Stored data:
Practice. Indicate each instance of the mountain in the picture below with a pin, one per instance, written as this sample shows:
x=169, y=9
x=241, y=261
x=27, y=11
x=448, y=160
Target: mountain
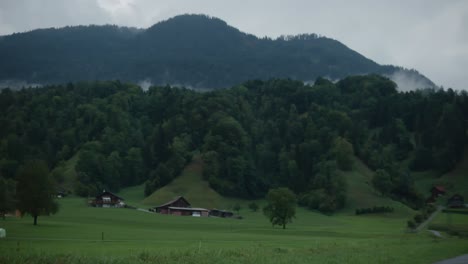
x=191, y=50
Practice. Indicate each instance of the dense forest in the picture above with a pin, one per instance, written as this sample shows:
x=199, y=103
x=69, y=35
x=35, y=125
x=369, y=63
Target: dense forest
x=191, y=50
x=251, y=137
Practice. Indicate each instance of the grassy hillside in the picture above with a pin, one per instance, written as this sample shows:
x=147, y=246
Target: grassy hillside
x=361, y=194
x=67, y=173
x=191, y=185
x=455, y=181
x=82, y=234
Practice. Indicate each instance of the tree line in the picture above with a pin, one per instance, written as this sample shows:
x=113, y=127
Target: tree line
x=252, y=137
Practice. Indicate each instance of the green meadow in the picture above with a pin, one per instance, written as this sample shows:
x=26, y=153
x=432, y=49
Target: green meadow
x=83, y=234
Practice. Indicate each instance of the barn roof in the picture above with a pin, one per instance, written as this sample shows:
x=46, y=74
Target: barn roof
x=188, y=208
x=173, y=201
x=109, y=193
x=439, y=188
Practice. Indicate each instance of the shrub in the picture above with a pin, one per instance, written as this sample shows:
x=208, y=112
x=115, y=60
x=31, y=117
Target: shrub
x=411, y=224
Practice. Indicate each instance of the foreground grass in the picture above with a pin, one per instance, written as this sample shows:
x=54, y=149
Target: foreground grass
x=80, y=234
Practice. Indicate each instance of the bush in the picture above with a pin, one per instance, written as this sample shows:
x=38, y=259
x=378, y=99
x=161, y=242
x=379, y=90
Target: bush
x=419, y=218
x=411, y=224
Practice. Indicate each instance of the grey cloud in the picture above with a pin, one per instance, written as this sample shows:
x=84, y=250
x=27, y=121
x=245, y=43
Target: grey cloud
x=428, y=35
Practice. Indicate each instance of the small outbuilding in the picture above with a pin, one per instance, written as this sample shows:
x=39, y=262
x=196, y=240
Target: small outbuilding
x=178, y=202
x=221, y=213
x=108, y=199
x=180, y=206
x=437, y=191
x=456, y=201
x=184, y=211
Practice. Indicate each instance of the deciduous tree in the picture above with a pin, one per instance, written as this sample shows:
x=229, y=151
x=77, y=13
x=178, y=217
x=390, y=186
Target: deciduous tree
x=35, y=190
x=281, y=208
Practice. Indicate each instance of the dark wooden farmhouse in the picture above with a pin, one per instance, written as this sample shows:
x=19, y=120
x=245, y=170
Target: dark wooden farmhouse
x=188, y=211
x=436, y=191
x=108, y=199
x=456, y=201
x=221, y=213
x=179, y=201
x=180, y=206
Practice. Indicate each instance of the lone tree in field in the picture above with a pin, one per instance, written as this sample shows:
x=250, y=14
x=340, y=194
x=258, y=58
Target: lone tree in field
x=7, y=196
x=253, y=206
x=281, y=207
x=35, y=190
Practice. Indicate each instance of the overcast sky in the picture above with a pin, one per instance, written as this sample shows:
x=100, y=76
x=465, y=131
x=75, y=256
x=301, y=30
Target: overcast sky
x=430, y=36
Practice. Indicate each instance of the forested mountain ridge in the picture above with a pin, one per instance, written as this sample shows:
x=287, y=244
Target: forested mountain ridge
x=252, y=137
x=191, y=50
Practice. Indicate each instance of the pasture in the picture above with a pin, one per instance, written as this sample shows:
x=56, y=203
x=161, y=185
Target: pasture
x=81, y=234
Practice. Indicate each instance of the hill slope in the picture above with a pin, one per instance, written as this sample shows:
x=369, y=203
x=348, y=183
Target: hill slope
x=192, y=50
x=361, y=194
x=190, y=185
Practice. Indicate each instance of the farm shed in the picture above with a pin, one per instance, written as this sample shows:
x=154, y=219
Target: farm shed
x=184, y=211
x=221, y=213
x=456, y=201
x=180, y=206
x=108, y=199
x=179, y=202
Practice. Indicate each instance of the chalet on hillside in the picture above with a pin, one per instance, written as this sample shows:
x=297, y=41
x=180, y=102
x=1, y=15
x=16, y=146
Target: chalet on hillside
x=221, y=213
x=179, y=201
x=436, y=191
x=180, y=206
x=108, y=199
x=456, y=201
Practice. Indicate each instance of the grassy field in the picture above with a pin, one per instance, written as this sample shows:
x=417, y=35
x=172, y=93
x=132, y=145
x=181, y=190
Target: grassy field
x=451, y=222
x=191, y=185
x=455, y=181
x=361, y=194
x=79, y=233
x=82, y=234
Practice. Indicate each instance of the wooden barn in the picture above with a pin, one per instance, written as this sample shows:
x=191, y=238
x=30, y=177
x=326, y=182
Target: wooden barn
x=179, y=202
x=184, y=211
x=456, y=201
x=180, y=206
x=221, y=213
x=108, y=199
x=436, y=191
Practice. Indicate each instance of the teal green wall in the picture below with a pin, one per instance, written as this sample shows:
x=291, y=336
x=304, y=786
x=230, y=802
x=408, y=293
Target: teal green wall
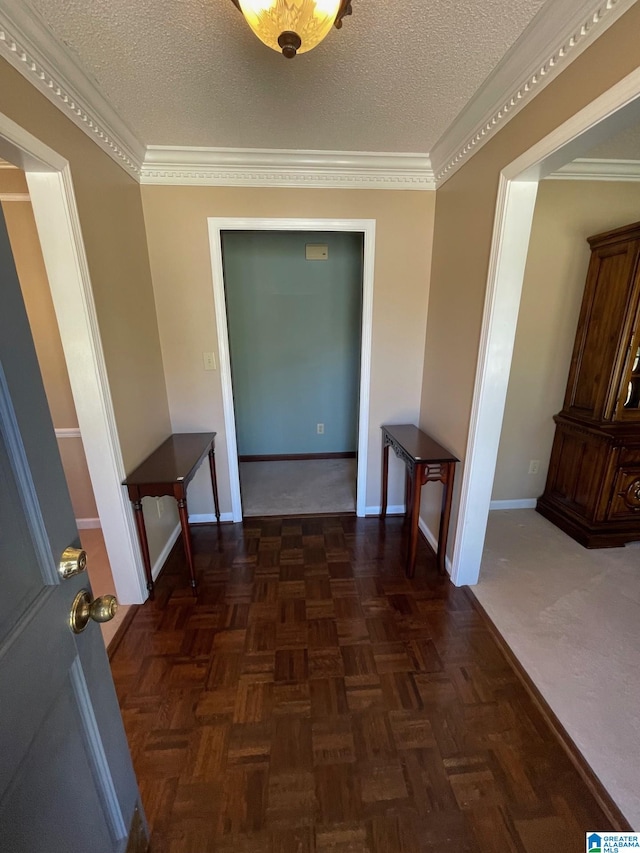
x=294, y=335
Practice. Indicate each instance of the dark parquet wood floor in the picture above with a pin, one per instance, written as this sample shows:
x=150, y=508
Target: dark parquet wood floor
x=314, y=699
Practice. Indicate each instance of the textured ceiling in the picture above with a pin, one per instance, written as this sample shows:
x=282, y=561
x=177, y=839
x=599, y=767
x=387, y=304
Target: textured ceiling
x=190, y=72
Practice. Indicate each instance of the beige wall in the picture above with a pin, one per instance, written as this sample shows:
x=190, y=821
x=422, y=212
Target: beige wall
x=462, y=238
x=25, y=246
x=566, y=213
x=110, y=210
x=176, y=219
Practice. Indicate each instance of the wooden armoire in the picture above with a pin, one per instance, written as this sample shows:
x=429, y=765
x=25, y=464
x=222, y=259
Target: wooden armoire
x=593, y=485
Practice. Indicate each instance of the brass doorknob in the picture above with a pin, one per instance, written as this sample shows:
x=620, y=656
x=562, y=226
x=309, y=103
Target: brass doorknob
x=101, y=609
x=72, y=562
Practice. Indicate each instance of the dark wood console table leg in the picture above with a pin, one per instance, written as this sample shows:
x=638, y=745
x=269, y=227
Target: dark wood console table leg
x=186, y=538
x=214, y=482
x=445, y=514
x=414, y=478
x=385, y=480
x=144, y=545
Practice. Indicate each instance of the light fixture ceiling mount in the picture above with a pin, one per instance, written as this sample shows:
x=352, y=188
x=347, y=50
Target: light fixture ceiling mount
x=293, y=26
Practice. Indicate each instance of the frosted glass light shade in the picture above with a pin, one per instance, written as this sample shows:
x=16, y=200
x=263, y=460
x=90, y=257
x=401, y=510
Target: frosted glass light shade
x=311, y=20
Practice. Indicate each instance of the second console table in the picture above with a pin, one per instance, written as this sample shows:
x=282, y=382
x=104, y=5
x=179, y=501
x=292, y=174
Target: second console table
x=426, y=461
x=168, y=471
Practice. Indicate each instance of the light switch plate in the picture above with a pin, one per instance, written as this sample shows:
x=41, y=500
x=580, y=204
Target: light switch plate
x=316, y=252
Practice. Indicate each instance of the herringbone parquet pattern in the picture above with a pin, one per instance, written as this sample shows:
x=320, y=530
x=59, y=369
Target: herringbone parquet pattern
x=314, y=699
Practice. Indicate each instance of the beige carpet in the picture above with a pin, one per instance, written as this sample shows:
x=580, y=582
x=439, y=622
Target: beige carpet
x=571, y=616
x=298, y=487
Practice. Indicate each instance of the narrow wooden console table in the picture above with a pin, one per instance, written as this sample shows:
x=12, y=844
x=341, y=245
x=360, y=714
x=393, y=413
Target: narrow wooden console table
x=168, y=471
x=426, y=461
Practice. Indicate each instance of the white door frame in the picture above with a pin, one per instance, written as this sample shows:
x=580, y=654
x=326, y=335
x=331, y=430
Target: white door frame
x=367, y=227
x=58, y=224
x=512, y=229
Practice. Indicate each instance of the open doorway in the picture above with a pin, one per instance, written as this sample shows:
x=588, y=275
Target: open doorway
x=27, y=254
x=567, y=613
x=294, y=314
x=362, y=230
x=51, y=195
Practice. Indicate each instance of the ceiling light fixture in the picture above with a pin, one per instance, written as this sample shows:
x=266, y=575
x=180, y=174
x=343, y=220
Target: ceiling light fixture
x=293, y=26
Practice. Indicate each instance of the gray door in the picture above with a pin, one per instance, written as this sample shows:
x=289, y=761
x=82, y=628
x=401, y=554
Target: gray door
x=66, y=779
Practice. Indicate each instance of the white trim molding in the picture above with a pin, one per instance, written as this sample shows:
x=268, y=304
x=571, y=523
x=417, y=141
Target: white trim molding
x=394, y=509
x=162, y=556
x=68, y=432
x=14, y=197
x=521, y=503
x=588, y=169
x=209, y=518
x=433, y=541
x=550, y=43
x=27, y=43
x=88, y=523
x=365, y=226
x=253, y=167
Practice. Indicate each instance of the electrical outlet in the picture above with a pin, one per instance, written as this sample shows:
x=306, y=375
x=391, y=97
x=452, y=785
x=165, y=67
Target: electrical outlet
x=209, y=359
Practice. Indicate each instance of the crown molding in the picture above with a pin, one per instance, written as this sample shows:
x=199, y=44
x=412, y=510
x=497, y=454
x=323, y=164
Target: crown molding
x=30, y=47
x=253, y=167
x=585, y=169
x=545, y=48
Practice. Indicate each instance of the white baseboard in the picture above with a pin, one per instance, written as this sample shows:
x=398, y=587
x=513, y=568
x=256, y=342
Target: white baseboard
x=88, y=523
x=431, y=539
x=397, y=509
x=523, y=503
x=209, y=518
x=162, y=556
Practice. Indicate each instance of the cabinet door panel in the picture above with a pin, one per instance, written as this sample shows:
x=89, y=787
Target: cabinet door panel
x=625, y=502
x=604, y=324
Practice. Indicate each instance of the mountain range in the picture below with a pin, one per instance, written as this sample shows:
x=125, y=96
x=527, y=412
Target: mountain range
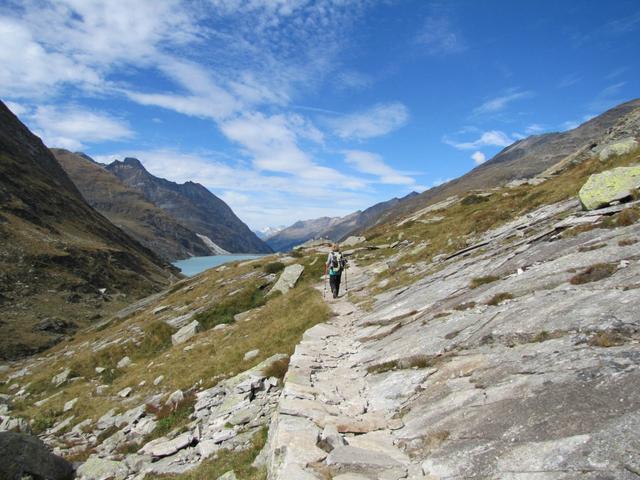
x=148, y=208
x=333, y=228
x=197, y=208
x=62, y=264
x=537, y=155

* * *

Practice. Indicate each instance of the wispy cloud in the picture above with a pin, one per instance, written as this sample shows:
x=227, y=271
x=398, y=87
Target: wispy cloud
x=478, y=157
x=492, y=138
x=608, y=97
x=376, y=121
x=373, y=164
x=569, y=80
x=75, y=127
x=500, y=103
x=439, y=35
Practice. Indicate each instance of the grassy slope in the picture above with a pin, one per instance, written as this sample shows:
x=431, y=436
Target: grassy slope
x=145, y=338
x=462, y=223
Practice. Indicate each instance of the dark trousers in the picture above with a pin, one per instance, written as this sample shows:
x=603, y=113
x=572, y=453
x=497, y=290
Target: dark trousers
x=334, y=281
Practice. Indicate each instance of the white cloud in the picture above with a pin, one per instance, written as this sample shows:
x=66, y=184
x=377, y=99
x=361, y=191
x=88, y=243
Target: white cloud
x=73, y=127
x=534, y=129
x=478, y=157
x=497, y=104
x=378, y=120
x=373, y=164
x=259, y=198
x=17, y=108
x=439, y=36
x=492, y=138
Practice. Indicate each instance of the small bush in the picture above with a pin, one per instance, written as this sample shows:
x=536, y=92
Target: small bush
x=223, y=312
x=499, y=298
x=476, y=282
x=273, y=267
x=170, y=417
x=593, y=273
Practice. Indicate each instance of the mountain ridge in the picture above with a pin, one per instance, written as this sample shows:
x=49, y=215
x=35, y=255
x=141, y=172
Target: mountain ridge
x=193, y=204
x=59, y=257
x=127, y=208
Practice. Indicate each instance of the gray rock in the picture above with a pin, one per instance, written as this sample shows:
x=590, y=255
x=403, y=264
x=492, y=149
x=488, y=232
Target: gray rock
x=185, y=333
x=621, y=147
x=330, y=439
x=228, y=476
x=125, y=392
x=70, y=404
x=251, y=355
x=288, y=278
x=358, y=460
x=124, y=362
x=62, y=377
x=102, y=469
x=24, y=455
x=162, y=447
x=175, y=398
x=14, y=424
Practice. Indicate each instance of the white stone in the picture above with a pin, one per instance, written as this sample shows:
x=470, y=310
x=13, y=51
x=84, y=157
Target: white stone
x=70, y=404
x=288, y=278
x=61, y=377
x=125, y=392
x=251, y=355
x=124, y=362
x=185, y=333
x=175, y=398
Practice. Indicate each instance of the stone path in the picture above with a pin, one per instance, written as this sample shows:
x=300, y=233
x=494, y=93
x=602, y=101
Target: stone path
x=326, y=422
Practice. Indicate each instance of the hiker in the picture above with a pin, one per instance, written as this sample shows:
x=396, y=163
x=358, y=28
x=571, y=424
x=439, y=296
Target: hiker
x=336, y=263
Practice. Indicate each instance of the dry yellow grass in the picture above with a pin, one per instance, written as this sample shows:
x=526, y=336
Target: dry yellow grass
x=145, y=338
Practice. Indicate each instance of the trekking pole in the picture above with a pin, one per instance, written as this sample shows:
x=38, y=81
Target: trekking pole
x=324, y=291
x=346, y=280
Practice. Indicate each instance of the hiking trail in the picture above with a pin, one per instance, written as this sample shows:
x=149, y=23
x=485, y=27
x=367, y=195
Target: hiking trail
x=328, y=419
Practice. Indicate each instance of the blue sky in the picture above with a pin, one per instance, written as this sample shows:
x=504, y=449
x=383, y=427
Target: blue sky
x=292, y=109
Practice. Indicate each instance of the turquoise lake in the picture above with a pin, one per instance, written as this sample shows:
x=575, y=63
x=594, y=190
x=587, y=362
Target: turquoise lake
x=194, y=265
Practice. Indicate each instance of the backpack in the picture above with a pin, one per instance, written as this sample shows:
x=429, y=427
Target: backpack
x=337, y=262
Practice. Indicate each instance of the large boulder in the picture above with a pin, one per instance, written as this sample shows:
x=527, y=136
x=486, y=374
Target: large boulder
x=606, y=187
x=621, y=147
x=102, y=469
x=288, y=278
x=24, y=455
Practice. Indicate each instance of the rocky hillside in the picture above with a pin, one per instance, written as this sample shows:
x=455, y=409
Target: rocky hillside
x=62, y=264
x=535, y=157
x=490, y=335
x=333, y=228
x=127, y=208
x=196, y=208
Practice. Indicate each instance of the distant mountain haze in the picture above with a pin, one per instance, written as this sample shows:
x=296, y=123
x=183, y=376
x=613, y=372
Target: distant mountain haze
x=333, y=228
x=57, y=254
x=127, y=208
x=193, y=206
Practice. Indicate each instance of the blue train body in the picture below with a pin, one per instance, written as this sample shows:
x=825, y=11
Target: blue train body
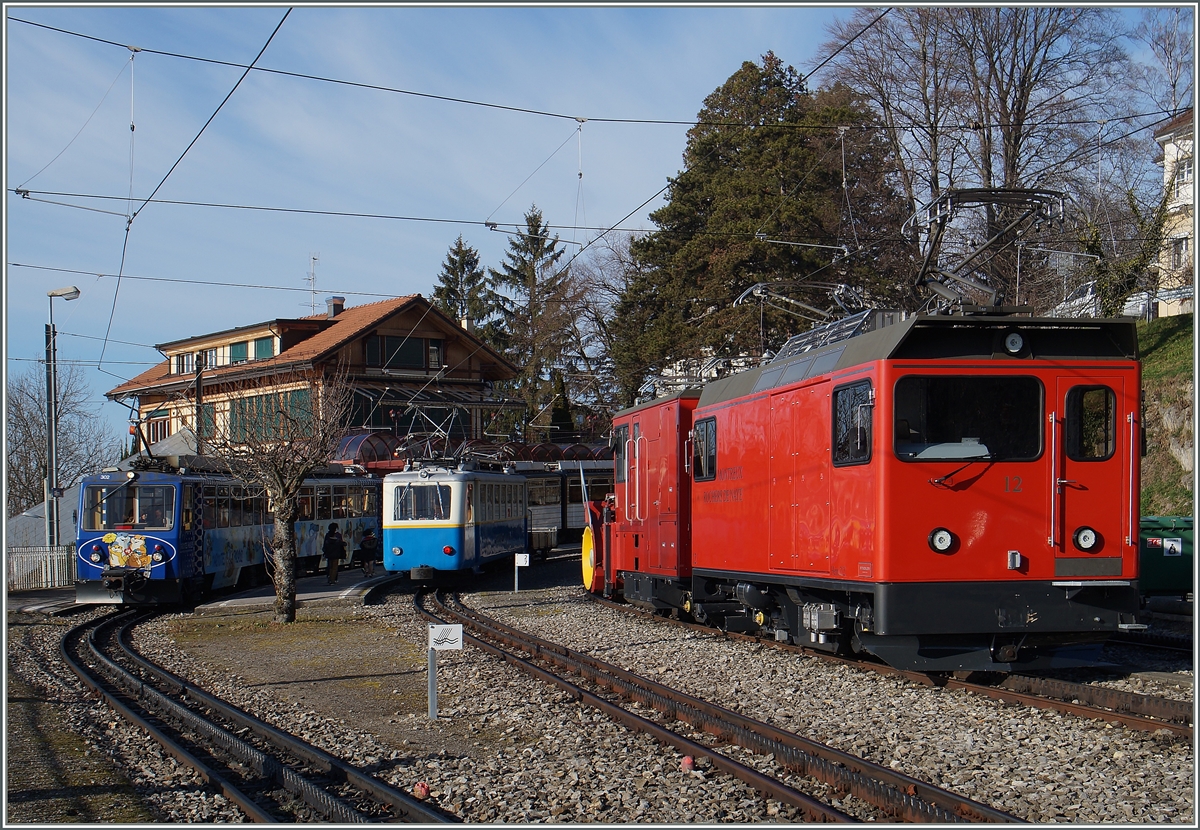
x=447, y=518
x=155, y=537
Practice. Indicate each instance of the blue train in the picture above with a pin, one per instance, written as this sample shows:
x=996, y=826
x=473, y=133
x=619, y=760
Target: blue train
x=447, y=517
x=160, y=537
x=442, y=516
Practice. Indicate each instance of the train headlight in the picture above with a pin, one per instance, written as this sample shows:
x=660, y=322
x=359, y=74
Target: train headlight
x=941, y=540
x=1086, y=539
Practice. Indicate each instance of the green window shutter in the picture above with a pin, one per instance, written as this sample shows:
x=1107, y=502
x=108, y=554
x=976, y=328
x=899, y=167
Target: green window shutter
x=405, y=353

* * *

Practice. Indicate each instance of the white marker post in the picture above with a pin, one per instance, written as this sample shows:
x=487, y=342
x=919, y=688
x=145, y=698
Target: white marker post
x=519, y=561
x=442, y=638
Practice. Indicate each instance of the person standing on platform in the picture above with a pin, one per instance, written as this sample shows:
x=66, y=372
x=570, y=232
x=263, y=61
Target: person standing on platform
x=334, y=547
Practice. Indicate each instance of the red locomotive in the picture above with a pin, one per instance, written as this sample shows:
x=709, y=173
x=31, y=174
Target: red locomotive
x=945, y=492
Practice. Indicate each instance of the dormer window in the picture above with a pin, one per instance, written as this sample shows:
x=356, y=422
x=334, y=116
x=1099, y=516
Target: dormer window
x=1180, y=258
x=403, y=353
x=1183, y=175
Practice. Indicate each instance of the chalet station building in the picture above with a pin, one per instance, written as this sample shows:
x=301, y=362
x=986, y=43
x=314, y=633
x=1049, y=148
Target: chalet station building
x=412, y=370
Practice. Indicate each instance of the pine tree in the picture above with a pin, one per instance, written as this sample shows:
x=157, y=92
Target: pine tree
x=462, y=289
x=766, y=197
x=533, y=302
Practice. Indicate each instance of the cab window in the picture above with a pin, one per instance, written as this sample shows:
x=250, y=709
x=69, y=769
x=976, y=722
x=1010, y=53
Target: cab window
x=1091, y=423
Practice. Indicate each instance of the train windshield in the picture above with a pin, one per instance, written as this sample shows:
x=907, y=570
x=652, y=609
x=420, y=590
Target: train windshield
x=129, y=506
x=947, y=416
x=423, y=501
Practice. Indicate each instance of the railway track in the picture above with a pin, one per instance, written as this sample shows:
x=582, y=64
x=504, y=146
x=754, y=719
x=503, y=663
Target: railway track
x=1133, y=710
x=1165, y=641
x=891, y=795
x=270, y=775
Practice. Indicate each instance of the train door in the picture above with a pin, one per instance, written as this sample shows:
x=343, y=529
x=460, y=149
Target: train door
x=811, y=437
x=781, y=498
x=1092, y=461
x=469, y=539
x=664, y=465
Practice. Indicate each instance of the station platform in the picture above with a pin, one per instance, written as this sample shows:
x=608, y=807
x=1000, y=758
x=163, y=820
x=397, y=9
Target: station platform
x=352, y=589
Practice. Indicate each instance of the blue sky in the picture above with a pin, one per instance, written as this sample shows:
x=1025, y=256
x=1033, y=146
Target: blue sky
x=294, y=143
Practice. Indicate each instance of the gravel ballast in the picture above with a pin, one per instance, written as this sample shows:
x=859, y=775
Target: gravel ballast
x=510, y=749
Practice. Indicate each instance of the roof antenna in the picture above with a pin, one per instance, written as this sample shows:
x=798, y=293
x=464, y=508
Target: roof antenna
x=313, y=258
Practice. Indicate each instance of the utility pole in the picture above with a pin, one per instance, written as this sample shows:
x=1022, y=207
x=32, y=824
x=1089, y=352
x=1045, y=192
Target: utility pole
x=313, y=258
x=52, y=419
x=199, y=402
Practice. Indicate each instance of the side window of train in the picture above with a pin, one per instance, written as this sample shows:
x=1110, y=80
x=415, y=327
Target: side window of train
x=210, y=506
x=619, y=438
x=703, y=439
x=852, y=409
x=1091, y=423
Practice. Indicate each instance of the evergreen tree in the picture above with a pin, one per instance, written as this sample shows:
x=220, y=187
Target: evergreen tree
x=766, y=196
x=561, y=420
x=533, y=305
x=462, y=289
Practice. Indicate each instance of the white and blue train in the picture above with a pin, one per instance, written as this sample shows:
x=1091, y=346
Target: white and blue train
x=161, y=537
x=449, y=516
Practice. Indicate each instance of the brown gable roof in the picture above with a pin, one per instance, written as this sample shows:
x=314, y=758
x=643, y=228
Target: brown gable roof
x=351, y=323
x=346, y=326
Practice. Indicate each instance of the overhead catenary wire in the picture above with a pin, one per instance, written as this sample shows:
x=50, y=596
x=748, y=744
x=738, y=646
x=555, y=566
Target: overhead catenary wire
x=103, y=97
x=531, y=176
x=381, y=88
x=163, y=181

(Set exercise) Retype, without any change, the lines from the one containing "Practice. Indicate each instance of the beige wall" through the one containing "x=176, y=219", with both of those lines included.

(Task response)
Practice. Indicate each instance of the beige wall in the picture above with a pin, one per instance, written as this sample shows:
x=190, y=821
x=422, y=212
Target: beige wall
x=462, y=238
x=25, y=246
x=566, y=213
x=110, y=210
x=176, y=219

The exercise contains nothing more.